───── EXERCISE INPUT
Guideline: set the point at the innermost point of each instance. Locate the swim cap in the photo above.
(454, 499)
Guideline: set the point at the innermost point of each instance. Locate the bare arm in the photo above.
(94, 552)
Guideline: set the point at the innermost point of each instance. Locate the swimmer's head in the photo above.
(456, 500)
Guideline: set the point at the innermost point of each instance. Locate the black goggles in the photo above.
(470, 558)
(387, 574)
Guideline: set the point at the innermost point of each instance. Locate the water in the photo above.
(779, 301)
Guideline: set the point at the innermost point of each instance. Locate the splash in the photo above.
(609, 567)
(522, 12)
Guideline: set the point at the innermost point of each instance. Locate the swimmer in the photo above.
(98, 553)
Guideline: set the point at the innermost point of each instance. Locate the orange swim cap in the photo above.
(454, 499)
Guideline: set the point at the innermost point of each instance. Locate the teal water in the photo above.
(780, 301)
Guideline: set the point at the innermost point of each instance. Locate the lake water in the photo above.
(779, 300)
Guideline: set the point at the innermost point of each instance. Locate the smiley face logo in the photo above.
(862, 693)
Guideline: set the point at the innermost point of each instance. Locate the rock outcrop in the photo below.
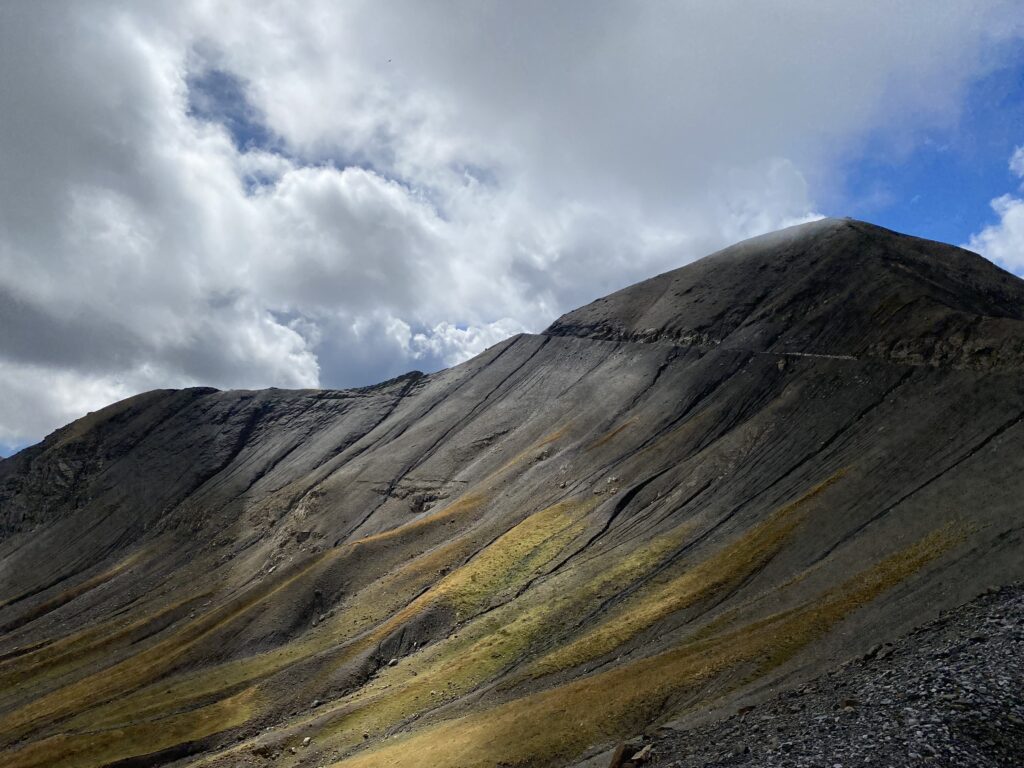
──────────
EXERCISE TASK ▸ Copy the entries word for word, starting with the line that contains "logo in the photo above." and going on through the end of the entries. Leave the pictures out of your copy.

SOLUTION FOR THIS TASK ▸
Guideline: set the point at the innermost point of each instance. Locate the smiley face logo in the photo above.
(862, 693)
Guideline: set the point at the innermost point of each instance. Locate the rock outcrop in the photo below.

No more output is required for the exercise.